**Listed entries:**
****

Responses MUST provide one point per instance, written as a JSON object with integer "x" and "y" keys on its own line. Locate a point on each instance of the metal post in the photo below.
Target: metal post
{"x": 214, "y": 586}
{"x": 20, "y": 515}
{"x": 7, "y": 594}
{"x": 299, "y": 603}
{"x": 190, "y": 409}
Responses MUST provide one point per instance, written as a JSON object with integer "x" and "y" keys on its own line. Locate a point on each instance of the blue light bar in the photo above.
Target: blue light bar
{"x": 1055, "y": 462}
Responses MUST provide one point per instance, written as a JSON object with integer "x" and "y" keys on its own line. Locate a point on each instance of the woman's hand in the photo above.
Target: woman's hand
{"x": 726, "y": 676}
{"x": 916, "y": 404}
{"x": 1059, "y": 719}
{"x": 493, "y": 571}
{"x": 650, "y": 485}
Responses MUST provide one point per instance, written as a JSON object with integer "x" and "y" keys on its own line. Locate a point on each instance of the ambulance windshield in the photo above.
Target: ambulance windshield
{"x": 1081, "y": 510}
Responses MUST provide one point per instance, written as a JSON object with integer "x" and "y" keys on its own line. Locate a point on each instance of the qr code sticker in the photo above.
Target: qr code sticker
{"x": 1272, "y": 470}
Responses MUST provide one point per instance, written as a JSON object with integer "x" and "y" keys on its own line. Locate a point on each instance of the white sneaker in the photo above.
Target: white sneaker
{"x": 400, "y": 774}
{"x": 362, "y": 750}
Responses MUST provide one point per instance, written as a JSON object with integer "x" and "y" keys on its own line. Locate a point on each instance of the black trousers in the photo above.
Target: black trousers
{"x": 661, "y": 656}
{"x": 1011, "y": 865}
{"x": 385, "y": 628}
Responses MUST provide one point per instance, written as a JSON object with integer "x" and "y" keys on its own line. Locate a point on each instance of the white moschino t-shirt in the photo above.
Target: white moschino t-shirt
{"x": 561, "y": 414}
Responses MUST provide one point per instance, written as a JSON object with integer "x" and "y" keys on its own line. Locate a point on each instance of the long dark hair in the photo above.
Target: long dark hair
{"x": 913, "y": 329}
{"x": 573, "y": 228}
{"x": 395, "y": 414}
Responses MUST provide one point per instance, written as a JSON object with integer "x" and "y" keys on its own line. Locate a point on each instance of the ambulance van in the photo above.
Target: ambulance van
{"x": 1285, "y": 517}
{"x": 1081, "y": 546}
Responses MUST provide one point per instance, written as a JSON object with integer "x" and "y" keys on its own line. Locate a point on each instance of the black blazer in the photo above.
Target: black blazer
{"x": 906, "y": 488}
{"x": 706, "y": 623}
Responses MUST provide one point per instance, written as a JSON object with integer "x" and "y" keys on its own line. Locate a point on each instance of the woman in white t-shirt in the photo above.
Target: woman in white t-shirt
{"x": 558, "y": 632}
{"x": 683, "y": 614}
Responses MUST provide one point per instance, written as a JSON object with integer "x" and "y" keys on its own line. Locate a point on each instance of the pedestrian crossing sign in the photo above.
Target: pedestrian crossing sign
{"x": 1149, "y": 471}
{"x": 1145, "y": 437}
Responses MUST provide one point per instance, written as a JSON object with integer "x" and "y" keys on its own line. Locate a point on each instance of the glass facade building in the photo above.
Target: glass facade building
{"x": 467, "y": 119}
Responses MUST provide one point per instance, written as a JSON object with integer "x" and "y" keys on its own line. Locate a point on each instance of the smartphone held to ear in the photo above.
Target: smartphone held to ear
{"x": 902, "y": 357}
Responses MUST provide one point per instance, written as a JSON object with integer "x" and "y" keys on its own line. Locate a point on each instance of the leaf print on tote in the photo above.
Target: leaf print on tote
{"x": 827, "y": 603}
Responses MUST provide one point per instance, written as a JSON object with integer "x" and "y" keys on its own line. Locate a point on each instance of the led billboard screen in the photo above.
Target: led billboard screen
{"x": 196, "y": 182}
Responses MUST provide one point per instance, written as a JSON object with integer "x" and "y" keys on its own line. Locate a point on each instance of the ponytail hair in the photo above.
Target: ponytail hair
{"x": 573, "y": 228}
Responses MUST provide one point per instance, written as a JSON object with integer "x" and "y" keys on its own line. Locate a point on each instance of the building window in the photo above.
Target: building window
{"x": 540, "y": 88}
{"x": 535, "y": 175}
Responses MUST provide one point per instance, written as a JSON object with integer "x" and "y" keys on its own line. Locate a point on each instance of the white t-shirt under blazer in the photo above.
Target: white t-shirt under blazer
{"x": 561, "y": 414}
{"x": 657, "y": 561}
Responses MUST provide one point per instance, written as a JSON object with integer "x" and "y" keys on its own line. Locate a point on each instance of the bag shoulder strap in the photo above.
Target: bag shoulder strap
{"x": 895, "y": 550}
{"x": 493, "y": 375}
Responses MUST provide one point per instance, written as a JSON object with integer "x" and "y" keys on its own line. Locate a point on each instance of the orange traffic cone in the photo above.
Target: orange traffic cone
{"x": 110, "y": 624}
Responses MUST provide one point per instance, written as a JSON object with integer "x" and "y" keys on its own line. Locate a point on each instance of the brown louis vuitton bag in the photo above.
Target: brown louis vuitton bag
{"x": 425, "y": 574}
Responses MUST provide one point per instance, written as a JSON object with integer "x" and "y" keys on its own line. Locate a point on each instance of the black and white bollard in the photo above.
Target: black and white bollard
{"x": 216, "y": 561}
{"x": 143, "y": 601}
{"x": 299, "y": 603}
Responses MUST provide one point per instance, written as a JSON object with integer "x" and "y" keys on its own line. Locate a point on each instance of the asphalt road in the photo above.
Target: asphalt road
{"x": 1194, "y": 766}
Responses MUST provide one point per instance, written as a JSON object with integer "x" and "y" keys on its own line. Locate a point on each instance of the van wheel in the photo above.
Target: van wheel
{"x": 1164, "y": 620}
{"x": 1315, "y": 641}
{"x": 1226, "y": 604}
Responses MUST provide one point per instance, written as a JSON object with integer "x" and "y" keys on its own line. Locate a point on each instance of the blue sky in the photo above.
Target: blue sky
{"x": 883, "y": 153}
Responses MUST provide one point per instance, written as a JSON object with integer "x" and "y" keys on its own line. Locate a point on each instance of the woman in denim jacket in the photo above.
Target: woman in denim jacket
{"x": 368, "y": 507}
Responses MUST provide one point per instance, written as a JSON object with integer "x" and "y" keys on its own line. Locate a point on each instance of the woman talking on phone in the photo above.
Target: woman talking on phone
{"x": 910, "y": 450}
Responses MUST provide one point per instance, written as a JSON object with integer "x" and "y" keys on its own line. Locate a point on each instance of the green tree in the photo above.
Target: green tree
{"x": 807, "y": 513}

****

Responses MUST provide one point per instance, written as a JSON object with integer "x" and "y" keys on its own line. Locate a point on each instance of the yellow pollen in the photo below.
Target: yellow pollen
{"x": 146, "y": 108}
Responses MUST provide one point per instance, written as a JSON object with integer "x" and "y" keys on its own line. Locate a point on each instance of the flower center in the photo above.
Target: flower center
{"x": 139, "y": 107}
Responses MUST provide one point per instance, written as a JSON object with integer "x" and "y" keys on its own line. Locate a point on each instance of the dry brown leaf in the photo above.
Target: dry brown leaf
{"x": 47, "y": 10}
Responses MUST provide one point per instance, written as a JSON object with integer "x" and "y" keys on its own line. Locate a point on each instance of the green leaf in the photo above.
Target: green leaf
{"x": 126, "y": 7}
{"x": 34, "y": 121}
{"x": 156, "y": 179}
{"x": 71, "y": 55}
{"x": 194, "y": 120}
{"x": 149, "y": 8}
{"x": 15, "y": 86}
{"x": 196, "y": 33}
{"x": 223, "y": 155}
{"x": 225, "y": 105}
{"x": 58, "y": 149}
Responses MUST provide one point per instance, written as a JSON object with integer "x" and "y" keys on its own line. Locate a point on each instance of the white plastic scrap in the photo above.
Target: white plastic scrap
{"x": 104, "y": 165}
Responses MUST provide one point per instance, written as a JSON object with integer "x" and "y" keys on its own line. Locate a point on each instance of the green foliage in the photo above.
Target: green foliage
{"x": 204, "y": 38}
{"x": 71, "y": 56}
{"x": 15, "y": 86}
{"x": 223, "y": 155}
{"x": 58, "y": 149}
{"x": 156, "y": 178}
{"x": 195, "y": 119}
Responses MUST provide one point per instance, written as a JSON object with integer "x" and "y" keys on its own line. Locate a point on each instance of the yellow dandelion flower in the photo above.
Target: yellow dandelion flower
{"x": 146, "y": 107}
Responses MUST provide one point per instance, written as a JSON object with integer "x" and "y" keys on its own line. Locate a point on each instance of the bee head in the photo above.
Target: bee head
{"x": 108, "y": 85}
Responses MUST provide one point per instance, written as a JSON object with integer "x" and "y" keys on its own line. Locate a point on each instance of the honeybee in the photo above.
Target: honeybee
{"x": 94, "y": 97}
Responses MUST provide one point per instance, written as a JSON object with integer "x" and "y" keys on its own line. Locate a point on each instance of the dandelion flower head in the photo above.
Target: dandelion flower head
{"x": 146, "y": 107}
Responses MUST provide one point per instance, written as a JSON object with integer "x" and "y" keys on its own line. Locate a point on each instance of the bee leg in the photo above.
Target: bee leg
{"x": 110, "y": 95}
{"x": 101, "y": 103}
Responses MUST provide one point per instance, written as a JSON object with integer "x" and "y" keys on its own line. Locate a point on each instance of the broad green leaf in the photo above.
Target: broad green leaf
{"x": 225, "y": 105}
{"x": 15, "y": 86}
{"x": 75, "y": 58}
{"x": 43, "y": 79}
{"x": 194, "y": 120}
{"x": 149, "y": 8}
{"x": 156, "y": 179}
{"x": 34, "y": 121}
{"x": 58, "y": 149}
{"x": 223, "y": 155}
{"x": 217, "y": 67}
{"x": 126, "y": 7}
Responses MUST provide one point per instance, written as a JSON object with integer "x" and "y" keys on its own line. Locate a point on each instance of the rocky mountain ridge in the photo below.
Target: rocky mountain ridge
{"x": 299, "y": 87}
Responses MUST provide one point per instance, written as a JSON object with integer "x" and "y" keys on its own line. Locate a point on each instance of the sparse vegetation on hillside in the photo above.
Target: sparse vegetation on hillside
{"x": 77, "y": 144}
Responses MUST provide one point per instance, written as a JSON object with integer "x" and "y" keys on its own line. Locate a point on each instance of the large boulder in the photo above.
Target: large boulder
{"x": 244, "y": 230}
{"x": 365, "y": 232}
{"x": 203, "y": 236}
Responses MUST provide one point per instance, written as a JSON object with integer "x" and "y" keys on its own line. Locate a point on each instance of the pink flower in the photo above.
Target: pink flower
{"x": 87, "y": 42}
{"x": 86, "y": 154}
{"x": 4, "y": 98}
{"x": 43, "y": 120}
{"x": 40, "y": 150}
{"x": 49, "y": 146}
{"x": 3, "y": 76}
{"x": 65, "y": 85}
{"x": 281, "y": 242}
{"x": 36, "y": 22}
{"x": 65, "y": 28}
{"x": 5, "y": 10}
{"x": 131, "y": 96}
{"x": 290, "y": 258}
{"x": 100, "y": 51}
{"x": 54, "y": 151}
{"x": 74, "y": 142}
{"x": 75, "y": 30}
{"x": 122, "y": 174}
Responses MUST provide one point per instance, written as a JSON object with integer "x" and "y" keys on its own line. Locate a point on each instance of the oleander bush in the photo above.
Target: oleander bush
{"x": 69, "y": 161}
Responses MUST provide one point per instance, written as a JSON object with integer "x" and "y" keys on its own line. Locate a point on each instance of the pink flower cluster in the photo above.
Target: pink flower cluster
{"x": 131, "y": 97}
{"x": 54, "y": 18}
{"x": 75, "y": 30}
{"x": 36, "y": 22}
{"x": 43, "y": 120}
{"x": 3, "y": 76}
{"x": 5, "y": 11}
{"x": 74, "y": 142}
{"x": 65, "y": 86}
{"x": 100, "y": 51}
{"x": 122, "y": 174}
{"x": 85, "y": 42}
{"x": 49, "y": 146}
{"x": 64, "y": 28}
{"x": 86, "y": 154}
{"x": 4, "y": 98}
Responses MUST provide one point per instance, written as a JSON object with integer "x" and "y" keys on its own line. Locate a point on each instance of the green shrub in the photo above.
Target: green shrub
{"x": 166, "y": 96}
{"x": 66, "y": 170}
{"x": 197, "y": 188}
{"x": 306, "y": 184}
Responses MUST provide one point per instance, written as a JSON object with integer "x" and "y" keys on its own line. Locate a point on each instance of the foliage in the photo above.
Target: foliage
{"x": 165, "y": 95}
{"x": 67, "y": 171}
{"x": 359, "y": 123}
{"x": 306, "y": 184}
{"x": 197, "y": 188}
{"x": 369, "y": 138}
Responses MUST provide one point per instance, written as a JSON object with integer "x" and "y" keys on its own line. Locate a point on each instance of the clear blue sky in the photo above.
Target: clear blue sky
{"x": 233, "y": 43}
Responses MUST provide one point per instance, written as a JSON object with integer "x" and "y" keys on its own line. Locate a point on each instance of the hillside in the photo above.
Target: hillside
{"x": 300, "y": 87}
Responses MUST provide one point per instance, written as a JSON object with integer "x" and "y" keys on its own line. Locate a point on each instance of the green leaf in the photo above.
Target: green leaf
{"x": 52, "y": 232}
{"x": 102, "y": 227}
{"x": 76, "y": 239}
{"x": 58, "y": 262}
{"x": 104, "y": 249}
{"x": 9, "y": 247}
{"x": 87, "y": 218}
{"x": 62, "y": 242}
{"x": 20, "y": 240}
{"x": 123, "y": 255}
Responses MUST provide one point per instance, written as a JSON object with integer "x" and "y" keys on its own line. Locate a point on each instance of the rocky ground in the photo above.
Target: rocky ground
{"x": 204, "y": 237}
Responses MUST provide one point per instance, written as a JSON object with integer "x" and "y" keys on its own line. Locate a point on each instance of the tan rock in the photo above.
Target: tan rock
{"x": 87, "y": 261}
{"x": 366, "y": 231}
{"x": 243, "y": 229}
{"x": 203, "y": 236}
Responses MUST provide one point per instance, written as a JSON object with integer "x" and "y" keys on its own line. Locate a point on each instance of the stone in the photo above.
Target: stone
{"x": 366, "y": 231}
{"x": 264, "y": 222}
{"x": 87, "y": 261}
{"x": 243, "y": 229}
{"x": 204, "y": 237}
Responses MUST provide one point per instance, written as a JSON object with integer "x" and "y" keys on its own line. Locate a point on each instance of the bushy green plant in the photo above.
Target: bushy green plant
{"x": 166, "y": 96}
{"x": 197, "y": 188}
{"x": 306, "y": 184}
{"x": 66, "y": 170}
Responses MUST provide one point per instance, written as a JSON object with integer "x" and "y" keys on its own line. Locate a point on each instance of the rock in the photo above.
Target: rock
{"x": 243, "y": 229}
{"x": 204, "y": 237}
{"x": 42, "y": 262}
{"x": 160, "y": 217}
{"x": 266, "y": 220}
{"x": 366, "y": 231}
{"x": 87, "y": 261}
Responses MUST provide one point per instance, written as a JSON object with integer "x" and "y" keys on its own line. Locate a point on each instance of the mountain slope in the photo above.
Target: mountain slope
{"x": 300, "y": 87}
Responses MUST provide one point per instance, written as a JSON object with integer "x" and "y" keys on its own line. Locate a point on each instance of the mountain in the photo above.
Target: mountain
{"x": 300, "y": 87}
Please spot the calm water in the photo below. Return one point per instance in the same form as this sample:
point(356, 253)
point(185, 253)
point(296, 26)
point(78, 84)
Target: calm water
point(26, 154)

****

**What is needed:**
Your answer should be the lines above, from the line containing "Target: long dark hair" up to and including the line containing "black blazer in the photo above.", reproduced exactly and with nothing else.

**Answer to this exercise:**
Target: long dark hair
{"x": 913, "y": 329}
{"x": 573, "y": 228}
{"x": 395, "y": 414}
Responses MUST provide one point per instance, written as a JSON object with integer "x" and "y" keys on its own line. Locate a point on each instance of the ambulance van in the photo above.
Target: ambulance van
{"x": 1285, "y": 517}
{"x": 1081, "y": 546}
Responses MUST provide one point per instance, written as a JSON object with integer "x" and "y" keys on its own line. Locate a point on each instance of the black blazer in the photo above.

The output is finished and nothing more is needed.